▶ _Passage_:
============================================================

Despite now saying that analyzing what they've already got would take 25,000
years, and that admitting that they haven't analyzed what they've already got
(e.g. in rule 56f motion, denied motion for protective order, etc), they *still*
say they want IBM to produce about 400X as much information as IBM has already
produced (25,000 years X 400 = 10,000,000 years!)

SCO told the court in response to IBM's motions to compel discovery, that the
SCOforum presentation was about a possible copyright case. Now SCO says they
never had any copyright case, they never did any copyright analysis and they
have not got any copyright experts.

And none of the discovery that SCO requests would produce, or even has potential
to produce, evidence of substantial similarity (a necessary precursor to a valid
copyright claim).

- It doesn't matter if IBM has 250 people working on Linux in 10 locations, of
2,500,000 in 1,000 locations... (one of the things SCO insists it might
discover), if there's no substantial similarity between Linux and SCO's
purported copyrights in System V, there's no copyright infringement.

- It doesn't matter whose attended the same university as Linus (SCO's false
claims about Minux), if there's no substantial similarity between Linux and
SCO's purported copyrights in System V, there's no copyright infringement.

- It doesn't matter what Linus said about whether any of SCO's claims about
shared libraries make sense or what they imply (SCO's argument for depositions),
if there's no substantial similarity between Linux and SCO's purported
copyrights in System V, there's no copyright infringement.

- It doesn't matter what some AIX or Dynix programmer did in 198x (SCO wanting
to discover the history, programmer notes, interim versions etc), if there's no
substantial similarity between Linux and SCO's purported copyrights in System V,
there's no copyright infringement.

============================================================

▶ _Data supplied_:
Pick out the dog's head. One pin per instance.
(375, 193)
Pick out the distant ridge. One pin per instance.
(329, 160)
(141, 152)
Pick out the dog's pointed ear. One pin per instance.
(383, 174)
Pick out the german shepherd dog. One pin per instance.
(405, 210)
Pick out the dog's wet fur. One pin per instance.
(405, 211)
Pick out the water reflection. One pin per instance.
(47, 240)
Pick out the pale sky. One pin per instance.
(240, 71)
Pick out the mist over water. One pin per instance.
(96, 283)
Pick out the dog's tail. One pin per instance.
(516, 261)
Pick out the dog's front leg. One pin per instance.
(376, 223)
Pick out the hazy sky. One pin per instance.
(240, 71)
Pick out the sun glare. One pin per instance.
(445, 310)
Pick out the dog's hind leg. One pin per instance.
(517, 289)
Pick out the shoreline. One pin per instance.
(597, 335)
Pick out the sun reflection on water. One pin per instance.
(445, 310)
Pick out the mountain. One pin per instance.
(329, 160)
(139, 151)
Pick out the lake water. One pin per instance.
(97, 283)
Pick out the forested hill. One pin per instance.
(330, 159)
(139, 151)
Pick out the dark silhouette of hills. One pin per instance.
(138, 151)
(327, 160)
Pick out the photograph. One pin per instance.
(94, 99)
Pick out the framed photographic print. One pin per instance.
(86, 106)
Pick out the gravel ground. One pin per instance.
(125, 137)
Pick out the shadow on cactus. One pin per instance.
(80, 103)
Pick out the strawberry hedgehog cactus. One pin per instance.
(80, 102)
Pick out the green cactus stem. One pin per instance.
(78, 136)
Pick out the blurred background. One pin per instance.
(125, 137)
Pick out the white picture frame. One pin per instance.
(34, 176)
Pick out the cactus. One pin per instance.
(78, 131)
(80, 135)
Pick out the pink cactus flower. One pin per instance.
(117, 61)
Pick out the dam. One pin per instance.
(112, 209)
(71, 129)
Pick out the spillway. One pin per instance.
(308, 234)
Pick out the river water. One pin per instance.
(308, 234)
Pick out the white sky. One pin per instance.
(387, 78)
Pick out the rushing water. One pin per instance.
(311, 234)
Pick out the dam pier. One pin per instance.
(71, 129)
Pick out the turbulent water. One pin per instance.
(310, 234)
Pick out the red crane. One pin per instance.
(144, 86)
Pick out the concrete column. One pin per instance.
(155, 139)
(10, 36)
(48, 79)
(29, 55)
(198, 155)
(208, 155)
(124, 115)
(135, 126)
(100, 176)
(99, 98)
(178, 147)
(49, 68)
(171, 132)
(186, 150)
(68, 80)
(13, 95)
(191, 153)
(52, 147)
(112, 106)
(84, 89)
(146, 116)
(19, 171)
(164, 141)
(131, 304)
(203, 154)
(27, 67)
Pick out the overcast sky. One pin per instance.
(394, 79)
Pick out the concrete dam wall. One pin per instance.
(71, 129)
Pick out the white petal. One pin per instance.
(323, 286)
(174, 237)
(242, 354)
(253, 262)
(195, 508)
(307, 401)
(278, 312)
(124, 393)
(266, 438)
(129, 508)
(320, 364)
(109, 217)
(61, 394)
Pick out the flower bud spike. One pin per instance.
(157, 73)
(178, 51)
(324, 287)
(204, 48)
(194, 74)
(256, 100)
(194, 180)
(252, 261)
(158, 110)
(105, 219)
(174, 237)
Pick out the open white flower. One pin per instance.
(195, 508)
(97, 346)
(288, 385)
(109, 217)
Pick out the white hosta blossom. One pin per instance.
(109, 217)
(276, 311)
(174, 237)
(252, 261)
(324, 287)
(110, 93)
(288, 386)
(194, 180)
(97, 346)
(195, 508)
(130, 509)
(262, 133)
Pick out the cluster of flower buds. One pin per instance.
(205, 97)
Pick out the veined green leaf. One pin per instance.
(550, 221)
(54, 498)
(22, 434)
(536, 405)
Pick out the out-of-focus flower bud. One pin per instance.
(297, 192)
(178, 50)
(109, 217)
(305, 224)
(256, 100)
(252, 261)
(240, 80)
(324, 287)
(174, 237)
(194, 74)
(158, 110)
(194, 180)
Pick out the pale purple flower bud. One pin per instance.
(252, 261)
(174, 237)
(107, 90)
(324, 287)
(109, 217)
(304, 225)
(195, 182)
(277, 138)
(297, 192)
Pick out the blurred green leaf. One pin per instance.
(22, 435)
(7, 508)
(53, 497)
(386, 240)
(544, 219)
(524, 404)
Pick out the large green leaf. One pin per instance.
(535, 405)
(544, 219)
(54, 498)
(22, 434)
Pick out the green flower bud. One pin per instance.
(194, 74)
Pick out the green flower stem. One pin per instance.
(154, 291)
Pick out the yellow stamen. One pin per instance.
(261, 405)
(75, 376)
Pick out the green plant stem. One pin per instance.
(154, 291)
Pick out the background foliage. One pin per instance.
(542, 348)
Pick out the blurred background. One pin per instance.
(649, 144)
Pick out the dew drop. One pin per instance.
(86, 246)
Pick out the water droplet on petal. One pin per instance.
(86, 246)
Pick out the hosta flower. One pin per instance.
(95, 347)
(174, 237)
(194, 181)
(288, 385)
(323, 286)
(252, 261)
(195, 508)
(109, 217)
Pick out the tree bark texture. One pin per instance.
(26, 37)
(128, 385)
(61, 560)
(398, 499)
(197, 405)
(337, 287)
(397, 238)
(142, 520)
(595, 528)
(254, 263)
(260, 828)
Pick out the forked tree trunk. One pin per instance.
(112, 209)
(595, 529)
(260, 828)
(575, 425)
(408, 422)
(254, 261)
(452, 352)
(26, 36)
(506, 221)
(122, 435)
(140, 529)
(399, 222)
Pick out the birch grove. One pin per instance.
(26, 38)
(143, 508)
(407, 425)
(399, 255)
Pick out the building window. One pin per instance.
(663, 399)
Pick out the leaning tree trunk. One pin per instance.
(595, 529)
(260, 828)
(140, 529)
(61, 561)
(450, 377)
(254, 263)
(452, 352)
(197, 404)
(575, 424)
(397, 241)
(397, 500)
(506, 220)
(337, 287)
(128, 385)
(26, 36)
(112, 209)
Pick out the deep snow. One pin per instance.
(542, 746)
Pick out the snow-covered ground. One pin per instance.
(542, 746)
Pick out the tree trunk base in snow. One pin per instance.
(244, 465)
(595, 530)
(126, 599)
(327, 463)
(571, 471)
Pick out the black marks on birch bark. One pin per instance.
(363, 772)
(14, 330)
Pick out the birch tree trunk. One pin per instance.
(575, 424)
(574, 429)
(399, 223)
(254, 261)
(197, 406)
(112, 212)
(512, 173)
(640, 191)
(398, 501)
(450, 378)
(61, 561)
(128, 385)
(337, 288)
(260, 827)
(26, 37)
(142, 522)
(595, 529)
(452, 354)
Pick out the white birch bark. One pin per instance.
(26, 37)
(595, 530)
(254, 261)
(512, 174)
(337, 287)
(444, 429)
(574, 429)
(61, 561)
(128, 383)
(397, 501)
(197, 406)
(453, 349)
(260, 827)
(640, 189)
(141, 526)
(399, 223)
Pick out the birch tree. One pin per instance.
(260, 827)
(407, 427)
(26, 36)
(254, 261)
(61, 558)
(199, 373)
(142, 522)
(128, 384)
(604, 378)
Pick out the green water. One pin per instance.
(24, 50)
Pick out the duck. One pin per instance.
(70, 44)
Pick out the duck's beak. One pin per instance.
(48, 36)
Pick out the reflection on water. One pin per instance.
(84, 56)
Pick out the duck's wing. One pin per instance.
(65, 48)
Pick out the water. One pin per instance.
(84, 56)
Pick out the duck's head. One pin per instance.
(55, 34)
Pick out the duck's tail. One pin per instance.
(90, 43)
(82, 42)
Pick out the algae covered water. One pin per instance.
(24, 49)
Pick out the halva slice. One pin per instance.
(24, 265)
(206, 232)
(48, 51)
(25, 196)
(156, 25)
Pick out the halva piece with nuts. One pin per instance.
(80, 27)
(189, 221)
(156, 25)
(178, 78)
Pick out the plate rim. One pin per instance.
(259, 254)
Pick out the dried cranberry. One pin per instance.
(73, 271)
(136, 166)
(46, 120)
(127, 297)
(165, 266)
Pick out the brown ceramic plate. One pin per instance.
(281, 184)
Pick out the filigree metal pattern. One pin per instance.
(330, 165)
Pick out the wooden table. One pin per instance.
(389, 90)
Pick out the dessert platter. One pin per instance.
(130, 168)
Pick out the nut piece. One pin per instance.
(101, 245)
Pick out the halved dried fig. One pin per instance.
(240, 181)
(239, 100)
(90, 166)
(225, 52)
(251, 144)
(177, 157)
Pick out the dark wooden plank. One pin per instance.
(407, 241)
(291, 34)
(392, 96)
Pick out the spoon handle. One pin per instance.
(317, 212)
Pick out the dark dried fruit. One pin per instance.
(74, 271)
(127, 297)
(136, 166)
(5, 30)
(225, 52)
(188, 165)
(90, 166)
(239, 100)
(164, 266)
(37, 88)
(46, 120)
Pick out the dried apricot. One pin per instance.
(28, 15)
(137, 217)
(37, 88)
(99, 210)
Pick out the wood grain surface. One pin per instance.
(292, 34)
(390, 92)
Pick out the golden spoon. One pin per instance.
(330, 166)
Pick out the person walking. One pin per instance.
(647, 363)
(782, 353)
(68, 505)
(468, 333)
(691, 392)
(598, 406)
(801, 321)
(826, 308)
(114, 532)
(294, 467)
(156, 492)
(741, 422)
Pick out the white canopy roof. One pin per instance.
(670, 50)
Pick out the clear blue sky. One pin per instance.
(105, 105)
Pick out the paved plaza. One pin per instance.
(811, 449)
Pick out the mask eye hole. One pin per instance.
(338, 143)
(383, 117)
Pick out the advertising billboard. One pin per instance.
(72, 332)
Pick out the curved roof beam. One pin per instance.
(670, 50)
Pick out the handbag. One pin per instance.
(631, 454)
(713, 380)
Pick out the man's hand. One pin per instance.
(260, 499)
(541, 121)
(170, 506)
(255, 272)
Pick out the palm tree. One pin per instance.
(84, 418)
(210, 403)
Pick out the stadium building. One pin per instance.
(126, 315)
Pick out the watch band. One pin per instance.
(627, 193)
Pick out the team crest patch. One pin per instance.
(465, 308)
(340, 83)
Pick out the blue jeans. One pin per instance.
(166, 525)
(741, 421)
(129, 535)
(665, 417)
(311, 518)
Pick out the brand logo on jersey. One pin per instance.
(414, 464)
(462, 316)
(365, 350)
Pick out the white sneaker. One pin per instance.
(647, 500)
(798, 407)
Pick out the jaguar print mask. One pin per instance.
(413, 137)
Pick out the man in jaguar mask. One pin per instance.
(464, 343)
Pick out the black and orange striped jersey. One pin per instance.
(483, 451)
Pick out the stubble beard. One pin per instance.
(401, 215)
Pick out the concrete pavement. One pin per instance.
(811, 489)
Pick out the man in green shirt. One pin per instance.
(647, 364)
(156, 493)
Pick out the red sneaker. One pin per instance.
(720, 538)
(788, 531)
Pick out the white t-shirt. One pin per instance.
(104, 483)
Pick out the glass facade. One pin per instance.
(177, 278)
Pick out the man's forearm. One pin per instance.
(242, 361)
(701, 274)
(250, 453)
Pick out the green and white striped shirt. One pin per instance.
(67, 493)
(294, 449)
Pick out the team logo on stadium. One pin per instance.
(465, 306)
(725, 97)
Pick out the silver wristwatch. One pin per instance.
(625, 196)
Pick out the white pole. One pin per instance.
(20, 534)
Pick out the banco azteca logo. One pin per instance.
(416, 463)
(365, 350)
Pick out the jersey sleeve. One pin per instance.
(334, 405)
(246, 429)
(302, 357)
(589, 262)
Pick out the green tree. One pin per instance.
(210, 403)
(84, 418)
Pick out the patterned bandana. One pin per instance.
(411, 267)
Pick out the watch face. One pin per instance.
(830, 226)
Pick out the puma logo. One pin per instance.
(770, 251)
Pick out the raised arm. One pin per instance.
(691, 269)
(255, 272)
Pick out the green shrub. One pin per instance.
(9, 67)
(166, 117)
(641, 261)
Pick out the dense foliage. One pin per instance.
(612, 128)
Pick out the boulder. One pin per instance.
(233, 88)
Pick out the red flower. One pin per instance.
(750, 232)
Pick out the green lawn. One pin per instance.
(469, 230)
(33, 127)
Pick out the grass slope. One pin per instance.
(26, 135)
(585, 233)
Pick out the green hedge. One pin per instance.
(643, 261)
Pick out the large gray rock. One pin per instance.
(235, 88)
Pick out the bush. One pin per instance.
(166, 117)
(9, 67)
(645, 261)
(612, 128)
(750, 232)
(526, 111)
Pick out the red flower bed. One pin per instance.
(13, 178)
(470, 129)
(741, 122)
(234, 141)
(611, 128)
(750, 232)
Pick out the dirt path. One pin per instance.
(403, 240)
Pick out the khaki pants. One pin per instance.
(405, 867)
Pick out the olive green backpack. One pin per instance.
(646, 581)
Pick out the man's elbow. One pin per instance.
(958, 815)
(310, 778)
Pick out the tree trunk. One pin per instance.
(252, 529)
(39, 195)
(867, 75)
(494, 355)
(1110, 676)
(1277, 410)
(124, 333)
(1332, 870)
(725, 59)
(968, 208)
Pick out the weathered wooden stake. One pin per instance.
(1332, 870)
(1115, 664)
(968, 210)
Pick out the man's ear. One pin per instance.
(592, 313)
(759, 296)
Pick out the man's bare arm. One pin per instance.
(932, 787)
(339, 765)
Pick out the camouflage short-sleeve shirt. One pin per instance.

============================================================

▶ _Tasks for this exercise_:
(a) According to the passage, what is a necessary precursor to a valid copyright claim?
(b) Rewrite the passage's words starting at "Despite now saying" and ending at "400 = 10,000,000 years!)", substituting "the company" for "IBM".

▶ _Replies_:
(a) Evidence of substantial similarity.

(b)
Despite now saying that analyzing what they've already got would take 25,000
years, and that admitting that they haven't analyzed what they've already got
(e.g. in rule 56f motion, denied motion for protective order, etc), they *still*
say they want the company to produce about 400X as much information as the company has already
produced (25,000 years X 400 = 10,000,000 years!)